_Exercise prompt_.
The expected output is every line from the one containing "For full credit, report the exact bounding box of the towering" to the end of the data below, exactly, and no other line.

[Data records]

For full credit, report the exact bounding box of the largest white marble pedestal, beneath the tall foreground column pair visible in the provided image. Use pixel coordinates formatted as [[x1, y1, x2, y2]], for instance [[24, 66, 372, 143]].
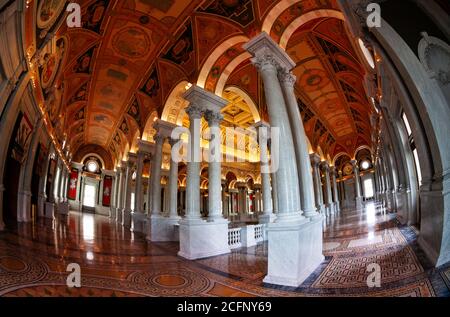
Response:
[[264, 217, 324, 287]]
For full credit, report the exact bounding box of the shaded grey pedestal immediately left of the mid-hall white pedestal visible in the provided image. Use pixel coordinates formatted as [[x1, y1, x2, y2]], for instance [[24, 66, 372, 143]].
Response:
[[147, 215, 180, 242]]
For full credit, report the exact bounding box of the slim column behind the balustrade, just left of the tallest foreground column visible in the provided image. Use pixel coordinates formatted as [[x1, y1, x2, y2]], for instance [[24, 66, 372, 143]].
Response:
[[255, 121, 275, 223]]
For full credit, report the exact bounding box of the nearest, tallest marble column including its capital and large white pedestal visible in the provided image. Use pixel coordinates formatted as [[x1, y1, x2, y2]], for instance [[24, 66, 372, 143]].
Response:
[[244, 32, 324, 287]]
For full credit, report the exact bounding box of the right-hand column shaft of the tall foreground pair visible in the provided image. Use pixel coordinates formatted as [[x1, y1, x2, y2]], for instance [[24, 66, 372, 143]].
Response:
[[278, 69, 318, 218]]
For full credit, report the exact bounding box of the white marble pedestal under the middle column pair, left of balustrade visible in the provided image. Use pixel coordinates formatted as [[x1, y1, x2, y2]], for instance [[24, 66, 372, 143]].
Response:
[[178, 219, 231, 260]]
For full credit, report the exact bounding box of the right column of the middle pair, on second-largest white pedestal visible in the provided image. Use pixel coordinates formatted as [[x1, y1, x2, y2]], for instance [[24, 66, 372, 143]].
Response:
[[205, 110, 225, 222]]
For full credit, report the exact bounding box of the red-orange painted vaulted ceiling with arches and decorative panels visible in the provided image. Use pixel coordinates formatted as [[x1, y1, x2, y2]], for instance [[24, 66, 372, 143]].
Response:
[[25, 0, 371, 167]]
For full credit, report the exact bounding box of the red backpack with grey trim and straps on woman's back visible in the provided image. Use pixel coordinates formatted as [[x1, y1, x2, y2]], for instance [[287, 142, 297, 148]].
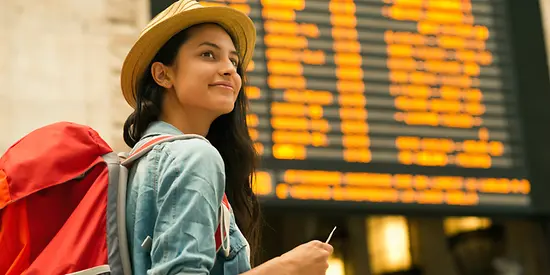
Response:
[[0, 122, 230, 275]]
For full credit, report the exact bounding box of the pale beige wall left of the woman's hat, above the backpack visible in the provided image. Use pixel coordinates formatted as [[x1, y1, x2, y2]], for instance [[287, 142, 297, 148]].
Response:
[[0, 0, 149, 154]]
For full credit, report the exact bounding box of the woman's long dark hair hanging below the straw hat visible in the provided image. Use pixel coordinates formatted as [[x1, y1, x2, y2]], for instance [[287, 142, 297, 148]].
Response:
[[123, 24, 261, 264]]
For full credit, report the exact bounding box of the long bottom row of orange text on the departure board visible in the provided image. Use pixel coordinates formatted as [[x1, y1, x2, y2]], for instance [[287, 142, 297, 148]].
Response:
[[253, 169, 531, 207]]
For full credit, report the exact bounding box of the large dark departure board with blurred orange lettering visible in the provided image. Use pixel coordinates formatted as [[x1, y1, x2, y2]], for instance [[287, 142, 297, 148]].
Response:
[[201, 0, 531, 213]]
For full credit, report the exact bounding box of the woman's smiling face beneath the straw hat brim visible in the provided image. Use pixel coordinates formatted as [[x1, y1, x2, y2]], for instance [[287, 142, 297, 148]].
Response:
[[153, 24, 242, 119]]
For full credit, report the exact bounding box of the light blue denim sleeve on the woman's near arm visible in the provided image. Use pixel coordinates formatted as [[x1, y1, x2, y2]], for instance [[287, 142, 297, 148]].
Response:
[[148, 139, 225, 275]]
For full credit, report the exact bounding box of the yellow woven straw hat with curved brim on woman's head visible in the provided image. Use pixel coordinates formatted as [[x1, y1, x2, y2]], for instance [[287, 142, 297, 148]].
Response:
[[120, 0, 256, 108]]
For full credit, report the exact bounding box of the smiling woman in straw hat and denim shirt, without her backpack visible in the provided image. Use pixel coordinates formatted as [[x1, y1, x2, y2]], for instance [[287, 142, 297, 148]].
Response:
[[121, 0, 332, 275]]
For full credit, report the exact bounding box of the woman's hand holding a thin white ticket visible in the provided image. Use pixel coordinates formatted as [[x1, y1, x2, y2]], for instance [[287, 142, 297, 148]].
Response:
[[279, 241, 334, 275]]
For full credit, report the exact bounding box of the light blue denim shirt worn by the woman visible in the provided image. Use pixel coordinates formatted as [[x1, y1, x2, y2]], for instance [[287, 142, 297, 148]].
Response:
[[126, 121, 250, 275]]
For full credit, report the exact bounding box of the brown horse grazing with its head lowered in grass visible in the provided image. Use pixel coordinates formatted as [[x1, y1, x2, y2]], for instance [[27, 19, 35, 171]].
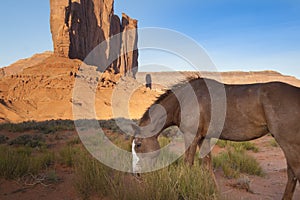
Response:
[[132, 78, 300, 199]]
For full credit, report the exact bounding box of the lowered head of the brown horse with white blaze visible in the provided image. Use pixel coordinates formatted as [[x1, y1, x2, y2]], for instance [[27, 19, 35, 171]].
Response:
[[132, 127, 160, 173]]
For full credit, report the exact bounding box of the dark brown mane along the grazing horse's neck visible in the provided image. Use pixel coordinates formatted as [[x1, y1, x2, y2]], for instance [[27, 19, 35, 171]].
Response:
[[140, 75, 201, 122]]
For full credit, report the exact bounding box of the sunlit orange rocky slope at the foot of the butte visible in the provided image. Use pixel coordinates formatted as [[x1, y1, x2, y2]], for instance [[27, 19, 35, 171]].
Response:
[[0, 55, 157, 123]]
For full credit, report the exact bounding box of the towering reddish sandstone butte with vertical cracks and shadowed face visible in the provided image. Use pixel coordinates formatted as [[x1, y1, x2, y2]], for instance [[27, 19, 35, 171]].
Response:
[[50, 0, 138, 77]]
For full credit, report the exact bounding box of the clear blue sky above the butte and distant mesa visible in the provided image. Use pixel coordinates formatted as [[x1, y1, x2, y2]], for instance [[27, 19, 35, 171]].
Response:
[[0, 0, 300, 78]]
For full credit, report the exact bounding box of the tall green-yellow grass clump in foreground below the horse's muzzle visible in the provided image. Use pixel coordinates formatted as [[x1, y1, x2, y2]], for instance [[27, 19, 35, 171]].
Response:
[[75, 149, 219, 200]]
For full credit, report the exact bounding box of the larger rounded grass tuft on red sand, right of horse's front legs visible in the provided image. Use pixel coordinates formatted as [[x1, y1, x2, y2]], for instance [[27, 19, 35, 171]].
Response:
[[213, 149, 264, 178]]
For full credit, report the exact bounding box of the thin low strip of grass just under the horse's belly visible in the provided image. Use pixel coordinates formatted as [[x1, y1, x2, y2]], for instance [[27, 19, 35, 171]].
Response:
[[217, 139, 259, 153]]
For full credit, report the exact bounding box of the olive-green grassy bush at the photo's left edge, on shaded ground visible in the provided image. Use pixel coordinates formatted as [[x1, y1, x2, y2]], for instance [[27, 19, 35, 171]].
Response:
[[0, 146, 54, 179]]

_Output below_.
For full credit, report the exact bounding box of the towering reddish sandstone butte with vertical cracks and shadowed face visible in the provided image. Use pixel coordinates formatted as [[x1, y1, x2, y2]], for instance [[27, 19, 35, 171]].
Response:
[[50, 0, 138, 77]]
For full credit, report the exact bounding box of the clear blue sky above the butte and distant mesa visible in the provided image. Use pixel coordinates formatted as [[x1, y1, x2, y2]], for instance [[27, 19, 35, 171]].
Response:
[[0, 0, 300, 78]]
For full credit, report the exact bounding box of the tall green-yellow grass clump in foreground below the horse's muzzle visible in the provided image. Use pixel coordinates formatted as [[x1, y1, x2, y2]], for instance [[27, 19, 35, 171]].
Response:
[[75, 149, 219, 200]]
For full credit, report the exact bounding box of the larger rounded grass tuft on red sand, right of horse's front legs visible in the provided image. Use pixel coordinates formatted as [[x1, y1, x2, y2]], for instance [[27, 19, 35, 171]].
Response:
[[213, 149, 264, 178]]
For full credit, report the exact bounding box of the thin low strip of grass just under the horse's belly visible in the provided image. Use pixel coordinates formatted as [[x1, y1, x2, y2]], for instance [[27, 19, 35, 171]].
Response:
[[217, 139, 259, 153]]
For full credit, report the exact bounding box of the olive-green grassy bush at the photo's left edge, on shaded ground visible in the provided image. Use pixel coordinates formatted as [[x1, y1, x2, y2]], for instance [[27, 19, 35, 171]].
Response:
[[0, 146, 54, 179]]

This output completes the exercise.